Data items
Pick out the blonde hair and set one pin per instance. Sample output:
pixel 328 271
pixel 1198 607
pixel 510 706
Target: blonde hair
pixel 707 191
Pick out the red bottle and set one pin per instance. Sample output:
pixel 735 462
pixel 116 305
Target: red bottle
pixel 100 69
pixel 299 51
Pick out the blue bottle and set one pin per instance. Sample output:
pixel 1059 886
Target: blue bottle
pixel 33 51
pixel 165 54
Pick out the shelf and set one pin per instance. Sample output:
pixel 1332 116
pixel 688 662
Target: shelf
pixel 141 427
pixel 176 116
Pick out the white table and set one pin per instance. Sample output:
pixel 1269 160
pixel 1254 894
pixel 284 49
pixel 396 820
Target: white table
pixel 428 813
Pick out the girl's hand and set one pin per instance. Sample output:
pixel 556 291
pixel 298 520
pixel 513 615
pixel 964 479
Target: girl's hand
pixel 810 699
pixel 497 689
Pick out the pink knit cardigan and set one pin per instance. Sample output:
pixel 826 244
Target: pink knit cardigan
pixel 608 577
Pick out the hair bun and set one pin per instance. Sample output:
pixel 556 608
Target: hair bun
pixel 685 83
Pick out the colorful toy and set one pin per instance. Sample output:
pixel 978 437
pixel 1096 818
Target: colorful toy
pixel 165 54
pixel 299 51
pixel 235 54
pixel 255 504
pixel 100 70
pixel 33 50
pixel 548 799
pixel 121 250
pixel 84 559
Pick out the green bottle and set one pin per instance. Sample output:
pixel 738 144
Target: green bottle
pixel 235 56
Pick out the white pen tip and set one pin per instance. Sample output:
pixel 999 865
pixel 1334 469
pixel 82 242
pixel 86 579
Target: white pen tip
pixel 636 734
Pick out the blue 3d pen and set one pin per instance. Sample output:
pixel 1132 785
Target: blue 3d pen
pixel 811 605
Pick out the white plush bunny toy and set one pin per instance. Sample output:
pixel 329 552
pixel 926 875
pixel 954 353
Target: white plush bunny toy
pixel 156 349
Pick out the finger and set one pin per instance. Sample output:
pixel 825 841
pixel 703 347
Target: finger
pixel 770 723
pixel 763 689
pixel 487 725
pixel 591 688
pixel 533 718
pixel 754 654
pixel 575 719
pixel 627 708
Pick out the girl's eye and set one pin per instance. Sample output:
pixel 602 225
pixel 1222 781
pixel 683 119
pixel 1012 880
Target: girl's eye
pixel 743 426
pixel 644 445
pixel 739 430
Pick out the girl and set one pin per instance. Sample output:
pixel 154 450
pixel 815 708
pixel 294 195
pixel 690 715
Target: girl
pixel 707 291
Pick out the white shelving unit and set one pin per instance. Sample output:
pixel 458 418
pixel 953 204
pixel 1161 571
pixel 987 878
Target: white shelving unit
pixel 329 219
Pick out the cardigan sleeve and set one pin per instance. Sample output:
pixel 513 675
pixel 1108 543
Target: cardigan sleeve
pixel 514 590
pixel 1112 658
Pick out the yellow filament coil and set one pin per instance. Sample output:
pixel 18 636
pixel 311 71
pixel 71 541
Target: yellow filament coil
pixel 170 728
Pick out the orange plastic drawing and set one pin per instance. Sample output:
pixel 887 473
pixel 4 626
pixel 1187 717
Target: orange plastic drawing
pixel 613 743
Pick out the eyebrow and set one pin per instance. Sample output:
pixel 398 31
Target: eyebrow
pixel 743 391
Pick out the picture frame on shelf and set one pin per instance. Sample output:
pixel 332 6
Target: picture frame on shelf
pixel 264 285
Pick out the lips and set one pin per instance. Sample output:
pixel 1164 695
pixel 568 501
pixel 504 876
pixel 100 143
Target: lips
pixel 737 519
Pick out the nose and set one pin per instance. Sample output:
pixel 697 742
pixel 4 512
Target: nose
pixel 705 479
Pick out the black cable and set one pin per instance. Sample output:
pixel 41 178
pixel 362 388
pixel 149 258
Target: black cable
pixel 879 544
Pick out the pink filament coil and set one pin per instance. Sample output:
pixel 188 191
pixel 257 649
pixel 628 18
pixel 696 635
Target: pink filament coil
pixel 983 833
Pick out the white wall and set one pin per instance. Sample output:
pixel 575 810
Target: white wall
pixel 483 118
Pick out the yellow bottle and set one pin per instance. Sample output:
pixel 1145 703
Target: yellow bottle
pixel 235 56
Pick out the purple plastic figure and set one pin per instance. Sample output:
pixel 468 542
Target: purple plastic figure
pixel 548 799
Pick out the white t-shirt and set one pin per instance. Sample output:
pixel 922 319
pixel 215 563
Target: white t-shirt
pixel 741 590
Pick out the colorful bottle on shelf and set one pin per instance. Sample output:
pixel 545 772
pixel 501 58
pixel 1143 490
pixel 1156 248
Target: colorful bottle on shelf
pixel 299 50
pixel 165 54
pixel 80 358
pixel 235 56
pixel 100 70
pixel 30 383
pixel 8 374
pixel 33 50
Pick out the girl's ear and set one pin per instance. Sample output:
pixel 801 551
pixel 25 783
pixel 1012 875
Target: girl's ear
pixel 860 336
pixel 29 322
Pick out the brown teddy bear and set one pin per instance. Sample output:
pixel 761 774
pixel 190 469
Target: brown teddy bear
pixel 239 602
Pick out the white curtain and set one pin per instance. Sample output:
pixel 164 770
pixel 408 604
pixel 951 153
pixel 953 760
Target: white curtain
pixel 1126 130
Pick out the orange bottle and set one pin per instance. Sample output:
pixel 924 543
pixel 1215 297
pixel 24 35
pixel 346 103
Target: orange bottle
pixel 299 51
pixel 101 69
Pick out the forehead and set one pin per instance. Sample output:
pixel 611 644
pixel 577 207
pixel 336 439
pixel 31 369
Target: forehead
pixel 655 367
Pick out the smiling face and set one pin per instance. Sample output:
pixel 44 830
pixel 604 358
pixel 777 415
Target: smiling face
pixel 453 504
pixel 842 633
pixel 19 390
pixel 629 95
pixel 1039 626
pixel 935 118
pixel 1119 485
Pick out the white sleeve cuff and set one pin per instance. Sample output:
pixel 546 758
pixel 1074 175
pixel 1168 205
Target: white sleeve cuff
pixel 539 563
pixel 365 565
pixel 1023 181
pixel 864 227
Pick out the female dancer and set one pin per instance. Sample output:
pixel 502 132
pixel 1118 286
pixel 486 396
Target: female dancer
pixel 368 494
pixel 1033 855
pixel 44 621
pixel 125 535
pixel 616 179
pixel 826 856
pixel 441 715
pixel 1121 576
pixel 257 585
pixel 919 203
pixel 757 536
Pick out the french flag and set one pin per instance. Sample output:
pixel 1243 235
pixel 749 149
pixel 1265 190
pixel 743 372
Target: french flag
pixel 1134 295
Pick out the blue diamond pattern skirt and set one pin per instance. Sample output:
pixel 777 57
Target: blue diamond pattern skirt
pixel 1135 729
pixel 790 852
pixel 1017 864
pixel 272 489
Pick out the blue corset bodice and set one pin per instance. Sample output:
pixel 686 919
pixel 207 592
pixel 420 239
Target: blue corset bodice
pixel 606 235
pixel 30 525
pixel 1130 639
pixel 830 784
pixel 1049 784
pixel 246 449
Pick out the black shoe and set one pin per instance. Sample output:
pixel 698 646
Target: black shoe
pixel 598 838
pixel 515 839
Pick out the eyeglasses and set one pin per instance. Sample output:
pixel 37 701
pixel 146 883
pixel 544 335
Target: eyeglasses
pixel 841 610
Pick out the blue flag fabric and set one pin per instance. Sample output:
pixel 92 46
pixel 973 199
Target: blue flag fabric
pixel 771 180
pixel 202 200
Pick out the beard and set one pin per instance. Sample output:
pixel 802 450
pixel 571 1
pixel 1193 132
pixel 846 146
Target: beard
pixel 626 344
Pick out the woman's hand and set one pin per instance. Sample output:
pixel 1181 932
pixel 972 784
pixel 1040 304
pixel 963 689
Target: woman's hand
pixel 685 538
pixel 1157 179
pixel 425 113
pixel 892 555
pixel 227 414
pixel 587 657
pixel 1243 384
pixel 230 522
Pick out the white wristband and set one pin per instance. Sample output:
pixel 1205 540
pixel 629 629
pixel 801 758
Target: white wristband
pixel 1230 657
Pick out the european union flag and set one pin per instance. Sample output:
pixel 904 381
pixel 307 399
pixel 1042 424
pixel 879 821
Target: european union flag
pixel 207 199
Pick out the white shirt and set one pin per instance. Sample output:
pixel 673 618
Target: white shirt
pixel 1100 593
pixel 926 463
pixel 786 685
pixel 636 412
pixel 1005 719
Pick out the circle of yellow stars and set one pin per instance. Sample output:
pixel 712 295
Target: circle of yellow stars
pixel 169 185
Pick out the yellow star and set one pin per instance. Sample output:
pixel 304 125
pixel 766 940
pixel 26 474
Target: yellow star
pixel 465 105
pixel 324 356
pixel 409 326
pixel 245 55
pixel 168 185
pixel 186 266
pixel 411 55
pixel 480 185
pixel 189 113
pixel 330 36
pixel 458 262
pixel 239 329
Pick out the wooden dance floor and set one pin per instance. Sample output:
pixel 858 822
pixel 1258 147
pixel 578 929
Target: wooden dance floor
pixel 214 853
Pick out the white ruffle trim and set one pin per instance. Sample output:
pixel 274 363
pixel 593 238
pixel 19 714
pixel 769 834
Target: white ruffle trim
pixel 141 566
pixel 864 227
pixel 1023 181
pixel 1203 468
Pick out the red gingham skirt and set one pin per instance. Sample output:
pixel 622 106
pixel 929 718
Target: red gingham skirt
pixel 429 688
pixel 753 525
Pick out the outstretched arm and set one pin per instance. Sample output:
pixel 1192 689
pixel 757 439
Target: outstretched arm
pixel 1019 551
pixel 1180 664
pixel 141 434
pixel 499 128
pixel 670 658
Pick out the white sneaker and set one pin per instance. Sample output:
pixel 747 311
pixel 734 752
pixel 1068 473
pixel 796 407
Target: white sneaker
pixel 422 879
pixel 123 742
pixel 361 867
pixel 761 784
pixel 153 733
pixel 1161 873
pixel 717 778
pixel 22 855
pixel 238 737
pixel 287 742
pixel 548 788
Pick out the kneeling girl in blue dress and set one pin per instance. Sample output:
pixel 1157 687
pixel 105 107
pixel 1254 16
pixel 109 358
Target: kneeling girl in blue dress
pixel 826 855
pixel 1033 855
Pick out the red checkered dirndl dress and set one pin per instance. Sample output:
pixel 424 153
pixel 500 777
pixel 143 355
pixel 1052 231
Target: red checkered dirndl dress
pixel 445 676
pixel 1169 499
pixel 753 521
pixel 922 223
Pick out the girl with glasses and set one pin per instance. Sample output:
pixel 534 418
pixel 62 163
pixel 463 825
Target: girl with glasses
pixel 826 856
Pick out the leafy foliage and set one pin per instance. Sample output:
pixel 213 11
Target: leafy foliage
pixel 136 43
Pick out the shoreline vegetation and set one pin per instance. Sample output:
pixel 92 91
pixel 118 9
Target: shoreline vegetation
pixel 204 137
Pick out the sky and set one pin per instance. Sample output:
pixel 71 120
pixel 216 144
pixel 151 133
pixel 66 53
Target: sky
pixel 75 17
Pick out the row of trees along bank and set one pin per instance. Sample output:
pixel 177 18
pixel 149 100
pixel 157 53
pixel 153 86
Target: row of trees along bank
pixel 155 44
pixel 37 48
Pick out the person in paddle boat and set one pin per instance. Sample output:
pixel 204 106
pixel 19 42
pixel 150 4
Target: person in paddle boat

HOW TO COMPLETE THIS TASK: Could you set down, exactly as written, the lines above between the one holding "pixel 887 473" and the one holding "pixel 346 103", inclusive, and nothing more?

ANSWER SECTION:
pixel 887 473
pixel 4 626
pixel 1187 717
Target: orange plastic drawing
pixel 613 743
Pick out the eyebrow and set one pin per instance. Sample output:
pixel 398 31
Target: eyebrow
pixel 743 391
Pick out the picture frame on shelf and set one pin per instance. Sample output:
pixel 332 6
Target: picture frame on shelf
pixel 264 285
Pick out the lips and set one pin per instance. Sample output:
pixel 1164 695
pixel 568 501
pixel 504 876
pixel 100 143
Target: lips
pixel 737 519
Pick out the nose and set one pin per instance. Sample output:
pixel 697 742
pixel 4 512
Target: nose
pixel 705 479
Pick out the black cable and set one pin per instance. Sample output:
pixel 41 178
pixel 362 388
pixel 149 258
Target: black cable
pixel 879 544
Pick out the pink filament coil and set one pin per instance. Sample output:
pixel 188 191
pixel 257 649
pixel 628 18
pixel 696 635
Target: pink filament coil
pixel 983 833
Pick out the white wall and set one pin per instance. Sample output:
pixel 575 810
Target: white wall
pixel 483 118
Pick out the yellow bottle and set one pin per instance. Sample output:
pixel 1145 703
Target: yellow bottle
pixel 235 56
Pick out the purple plastic figure and set one pin per instance. Sample output:
pixel 468 542
Target: purple plastic figure
pixel 548 799
Pick out the white t-shirt and set one pin per instance. Sample output:
pixel 922 319
pixel 215 563
Target: white t-shirt
pixel 741 590
Pick out the colorful bottle on shelf and set one pin per instance. Sample output:
pixel 545 772
pixel 501 58
pixel 1143 490
pixel 1156 248
Target: colorful bottle on shelf
pixel 299 50
pixel 165 54
pixel 80 358
pixel 235 56
pixel 100 70
pixel 30 383
pixel 8 374
pixel 33 50
Pick out the girl's ear and set one pin per instance. Sample output:
pixel 801 551
pixel 25 783
pixel 1012 875
Target: girl's ear
pixel 860 336
pixel 29 322
Pick out the brown teddy bear and set one pin per instance. Sample output:
pixel 761 774
pixel 190 469
Target: brown teddy bear
pixel 239 602
Pick out the white curtain and set one pin per instance. Sample output:
pixel 164 770
pixel 408 604
pixel 951 153
pixel 953 760
Target: white curtain
pixel 1126 130
Pick out the orange bottle and set one pin per instance. Sample output:
pixel 924 543
pixel 1215 297
pixel 24 35
pixel 346 103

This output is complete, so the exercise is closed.